Objective ->
Copy out the part of the records that opens with the line containing "Given the image above, determine whether any yellow" and runs through the end of the records, with the requests included and no other lines. Multiply every bounding-box coordinate in the answers by 0.6 and round each result to a whole number, rounding halves up.

[Source data]
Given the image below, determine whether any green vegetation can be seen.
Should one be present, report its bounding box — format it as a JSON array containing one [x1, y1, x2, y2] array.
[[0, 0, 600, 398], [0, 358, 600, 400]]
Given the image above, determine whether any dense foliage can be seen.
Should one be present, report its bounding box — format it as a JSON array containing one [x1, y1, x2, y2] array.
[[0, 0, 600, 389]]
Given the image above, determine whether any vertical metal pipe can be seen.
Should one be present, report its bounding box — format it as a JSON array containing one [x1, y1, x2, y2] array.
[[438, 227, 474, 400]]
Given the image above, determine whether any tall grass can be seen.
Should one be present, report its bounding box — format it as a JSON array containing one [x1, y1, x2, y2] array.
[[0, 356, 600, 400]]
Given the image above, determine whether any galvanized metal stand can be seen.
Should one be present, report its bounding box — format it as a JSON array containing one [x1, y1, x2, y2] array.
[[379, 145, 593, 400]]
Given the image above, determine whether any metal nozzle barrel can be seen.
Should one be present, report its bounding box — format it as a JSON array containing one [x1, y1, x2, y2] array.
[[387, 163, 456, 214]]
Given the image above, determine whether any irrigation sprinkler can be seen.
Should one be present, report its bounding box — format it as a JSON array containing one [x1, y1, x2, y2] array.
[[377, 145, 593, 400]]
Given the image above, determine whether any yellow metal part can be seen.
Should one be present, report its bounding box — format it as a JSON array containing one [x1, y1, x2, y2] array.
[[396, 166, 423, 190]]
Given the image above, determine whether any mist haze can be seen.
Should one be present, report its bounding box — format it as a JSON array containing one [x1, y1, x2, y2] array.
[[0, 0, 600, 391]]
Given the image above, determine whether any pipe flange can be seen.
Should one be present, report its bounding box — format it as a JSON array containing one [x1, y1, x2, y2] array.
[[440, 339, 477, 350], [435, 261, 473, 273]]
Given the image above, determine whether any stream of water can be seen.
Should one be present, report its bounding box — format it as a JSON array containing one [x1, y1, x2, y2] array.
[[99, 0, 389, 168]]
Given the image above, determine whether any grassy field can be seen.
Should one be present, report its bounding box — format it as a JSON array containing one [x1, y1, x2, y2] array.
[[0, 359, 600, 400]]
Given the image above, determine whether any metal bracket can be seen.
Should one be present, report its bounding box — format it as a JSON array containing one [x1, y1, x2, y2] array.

Written solution ->
Given the image above, determine whether any yellow metal part can be seen.
Should one be present, report its bounding box — format it as a JSON array containing one [x1, y1, x2, y2] array.
[[238, 100, 254, 114]]
Given the image above, determine whether any mist haze can be seen.
Should one be present, report its bounding box — format it as a JSON array containing one [x1, y1, x2, y2] array.
[[0, 0, 360, 235]]
Given the image above, determine whether any pipe flange can be seen.
Should one be present, report its bounding box — format it as a JSON array containing one [x1, y1, x2, y2] array.
[[264, 203, 286, 210], [261, 157, 284, 164]]
Given the image above, determine whether any stream of water can be seen.
Should one be present, report its bounding box — format it as a JSON array containing one [x1, y1, x2, y2] array.
[[59, 0, 233, 101]]
Given the image above, determine whether any grassy field can be seen.
Should one be present, report its bounding box — format it as a JSON array containing one [x1, y1, x2, y2] array.
[[0, 215, 360, 240]]
Given the image above, determine whether any metal bracket can be seen.
Should one be present, report its bounding box — format it as a JSON array containing one [x1, y1, x2, y2] array.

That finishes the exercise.